**What the exercise asks**
Emit only the lines from the line containing "Can you see the framed poster?" through the last line of the entries, unchanged.

━━━━━ Information given ━━━━━

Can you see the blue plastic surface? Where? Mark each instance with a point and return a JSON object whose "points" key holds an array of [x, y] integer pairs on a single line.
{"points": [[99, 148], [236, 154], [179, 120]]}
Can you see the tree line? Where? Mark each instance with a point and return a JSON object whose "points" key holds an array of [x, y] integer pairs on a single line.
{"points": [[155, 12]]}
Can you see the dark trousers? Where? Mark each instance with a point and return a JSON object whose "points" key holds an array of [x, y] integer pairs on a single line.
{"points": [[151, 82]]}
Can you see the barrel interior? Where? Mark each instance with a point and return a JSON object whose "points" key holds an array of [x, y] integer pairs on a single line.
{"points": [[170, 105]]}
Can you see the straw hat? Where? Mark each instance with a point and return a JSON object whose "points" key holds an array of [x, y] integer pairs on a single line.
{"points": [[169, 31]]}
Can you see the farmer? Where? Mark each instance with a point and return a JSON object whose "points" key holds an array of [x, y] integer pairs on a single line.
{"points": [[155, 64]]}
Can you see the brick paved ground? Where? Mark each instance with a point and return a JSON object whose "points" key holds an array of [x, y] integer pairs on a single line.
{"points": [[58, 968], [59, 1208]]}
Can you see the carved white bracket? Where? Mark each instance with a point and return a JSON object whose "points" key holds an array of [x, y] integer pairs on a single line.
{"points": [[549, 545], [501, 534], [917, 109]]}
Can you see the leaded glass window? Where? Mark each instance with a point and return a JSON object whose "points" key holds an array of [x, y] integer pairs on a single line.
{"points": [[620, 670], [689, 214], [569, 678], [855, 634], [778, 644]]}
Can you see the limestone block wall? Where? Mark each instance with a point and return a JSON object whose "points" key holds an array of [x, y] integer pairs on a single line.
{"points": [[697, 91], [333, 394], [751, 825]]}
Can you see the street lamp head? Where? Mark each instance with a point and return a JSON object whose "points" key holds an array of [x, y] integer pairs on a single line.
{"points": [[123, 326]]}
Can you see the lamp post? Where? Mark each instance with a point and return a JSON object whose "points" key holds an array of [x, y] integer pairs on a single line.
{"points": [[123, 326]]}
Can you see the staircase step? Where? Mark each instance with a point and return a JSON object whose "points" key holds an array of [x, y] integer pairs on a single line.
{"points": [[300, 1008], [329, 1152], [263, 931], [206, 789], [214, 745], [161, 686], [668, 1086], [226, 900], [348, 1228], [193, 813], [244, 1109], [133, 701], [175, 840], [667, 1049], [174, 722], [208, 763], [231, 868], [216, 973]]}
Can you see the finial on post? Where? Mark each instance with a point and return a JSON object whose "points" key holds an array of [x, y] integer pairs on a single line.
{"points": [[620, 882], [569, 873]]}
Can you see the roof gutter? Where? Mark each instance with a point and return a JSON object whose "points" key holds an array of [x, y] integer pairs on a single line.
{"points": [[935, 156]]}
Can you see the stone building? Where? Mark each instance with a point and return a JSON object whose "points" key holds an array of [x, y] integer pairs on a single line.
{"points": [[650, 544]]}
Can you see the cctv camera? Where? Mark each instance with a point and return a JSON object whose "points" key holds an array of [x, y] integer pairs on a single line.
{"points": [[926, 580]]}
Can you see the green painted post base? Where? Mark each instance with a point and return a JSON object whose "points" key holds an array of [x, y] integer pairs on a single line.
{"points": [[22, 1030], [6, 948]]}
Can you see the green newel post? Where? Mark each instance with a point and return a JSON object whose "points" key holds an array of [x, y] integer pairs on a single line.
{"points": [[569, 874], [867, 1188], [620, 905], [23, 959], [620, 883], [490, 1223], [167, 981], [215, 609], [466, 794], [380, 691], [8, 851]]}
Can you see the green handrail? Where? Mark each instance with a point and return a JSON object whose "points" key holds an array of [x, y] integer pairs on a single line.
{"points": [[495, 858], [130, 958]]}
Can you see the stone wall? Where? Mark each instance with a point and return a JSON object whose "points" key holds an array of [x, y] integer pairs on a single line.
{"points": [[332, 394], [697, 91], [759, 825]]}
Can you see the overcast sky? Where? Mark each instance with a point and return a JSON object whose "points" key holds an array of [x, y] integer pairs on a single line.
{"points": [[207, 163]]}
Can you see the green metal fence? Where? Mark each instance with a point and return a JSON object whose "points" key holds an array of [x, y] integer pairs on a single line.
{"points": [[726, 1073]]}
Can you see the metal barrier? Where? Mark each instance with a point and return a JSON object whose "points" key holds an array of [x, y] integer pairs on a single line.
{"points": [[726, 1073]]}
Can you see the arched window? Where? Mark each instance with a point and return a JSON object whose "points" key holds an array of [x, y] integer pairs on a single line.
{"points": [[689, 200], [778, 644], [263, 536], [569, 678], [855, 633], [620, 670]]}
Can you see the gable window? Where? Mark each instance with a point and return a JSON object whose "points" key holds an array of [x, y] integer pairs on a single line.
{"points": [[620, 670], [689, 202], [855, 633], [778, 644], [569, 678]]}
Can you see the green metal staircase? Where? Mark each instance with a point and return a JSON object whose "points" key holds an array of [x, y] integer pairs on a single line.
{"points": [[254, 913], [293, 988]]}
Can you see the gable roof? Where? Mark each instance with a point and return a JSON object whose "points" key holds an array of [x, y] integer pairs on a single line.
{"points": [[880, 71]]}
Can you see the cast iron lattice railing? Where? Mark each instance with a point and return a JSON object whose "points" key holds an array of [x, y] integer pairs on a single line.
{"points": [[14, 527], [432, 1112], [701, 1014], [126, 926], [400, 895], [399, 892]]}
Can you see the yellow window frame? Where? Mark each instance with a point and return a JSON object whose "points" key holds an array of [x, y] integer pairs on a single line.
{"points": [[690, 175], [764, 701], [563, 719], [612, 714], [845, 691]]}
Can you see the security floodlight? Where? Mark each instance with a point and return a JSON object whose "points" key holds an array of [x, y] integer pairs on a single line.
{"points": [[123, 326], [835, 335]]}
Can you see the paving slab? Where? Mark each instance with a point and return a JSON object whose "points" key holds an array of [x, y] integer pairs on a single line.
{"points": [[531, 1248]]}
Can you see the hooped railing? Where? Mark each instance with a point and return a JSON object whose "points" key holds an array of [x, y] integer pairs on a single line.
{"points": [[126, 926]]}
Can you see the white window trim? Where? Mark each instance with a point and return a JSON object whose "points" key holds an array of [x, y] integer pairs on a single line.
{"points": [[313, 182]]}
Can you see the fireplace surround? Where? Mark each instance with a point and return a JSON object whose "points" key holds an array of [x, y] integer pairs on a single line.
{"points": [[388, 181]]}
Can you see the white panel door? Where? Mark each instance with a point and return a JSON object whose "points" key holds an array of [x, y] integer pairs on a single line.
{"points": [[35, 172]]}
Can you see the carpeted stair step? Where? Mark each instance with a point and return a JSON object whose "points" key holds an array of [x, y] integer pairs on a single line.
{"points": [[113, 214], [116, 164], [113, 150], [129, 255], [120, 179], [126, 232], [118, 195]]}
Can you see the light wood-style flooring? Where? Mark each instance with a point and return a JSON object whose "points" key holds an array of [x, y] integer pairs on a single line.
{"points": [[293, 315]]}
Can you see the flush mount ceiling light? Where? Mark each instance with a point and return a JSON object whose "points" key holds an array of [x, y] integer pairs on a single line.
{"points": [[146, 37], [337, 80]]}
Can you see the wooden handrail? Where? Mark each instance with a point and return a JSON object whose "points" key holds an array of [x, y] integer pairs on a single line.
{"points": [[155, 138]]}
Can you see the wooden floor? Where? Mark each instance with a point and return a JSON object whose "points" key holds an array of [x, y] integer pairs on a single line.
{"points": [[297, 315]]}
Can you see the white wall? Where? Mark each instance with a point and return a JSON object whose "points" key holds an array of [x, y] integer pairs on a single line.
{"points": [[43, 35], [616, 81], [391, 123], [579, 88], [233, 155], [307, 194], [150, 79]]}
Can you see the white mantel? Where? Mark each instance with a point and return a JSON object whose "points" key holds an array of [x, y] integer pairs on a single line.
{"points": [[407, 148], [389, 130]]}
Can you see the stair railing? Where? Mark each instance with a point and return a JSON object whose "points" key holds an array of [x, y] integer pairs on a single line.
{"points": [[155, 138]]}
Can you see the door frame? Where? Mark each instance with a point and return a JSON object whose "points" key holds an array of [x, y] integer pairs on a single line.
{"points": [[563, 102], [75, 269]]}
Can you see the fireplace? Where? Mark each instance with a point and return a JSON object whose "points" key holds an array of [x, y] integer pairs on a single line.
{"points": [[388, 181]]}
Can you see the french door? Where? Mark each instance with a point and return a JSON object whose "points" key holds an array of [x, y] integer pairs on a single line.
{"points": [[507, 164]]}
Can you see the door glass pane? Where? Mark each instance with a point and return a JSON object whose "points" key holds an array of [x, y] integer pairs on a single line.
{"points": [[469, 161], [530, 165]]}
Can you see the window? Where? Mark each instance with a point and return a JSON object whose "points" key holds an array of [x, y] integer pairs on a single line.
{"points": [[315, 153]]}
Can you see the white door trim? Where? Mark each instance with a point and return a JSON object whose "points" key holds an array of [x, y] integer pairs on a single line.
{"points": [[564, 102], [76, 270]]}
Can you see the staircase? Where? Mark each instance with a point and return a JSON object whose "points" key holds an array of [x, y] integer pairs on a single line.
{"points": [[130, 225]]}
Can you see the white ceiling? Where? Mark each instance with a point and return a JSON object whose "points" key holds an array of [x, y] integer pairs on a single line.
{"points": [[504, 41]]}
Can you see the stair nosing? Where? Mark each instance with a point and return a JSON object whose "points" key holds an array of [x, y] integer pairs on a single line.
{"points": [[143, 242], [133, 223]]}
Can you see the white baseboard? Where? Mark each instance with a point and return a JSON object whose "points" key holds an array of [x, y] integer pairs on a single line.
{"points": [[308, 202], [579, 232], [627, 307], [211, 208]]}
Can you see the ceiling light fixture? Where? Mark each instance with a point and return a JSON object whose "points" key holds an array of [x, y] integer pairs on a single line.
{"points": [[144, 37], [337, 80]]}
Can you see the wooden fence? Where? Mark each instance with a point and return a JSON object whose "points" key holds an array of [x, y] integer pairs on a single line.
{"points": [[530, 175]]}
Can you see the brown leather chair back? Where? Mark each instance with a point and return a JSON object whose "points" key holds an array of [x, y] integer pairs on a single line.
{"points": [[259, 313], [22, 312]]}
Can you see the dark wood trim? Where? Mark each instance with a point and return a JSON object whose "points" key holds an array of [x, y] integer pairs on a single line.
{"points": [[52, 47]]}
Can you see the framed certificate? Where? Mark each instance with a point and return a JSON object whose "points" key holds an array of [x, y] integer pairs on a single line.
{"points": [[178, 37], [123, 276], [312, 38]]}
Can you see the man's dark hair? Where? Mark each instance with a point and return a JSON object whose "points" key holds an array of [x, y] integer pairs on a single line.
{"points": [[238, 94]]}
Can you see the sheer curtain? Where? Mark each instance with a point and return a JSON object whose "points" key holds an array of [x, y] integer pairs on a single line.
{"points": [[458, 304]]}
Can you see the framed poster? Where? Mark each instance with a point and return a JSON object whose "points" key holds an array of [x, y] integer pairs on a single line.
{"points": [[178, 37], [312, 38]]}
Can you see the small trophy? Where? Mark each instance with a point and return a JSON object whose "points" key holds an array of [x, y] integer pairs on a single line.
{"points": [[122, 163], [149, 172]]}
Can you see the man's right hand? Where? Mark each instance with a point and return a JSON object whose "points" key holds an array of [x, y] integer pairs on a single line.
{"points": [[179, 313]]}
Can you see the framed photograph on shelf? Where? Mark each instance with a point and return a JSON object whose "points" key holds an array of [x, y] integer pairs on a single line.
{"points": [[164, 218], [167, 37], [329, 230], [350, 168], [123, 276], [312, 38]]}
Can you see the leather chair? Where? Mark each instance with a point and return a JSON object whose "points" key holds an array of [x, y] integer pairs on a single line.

━━━━━

**Finished task**
Can you see the framed poster? Where? Mark each instance with a point and return a JSON object whose "points" key holds an array of [x, y] integer pairs on a single line.
{"points": [[178, 37], [312, 38]]}
Can you see the small trophy? Where? Mark each instance with a point and return a JSON object whose "points" key holds an array of [x, y] integer pairs on a single line.
{"points": [[122, 163], [149, 172]]}
Can you see the man's right hand? Where? Mark each instance with a point and return a JSON object whose "points" key holds an array of [x, y] integer pairs on a single line.
{"points": [[179, 313]]}
Can you see the framed photograph on shelf? Where? Mark each instance with a point and return a JSON object whose "points" key holds an array of [x, y] integer pairs on a single line.
{"points": [[164, 218], [167, 37], [329, 230], [350, 168], [123, 276], [312, 38]]}
Can you see the leather chair? Where? Mark each instance with a point and return a JSON object whose "points" key holds an array of [x, y] integer pairs on a single line.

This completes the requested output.